Directions: Write the listing out again in full. Every character must match.
---------- Recorded information ----------
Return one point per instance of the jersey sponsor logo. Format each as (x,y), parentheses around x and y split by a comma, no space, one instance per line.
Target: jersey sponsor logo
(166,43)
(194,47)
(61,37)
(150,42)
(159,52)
----------
Reply to the task:
Return one point per instance of the jersey sponsor logo. Format each as (x,y), parentheses around x and y split by a comma, no space, one instance per line.
Target: jersey sponsor logo
(166,43)
(194,47)
(61,37)
(150,42)
(159,52)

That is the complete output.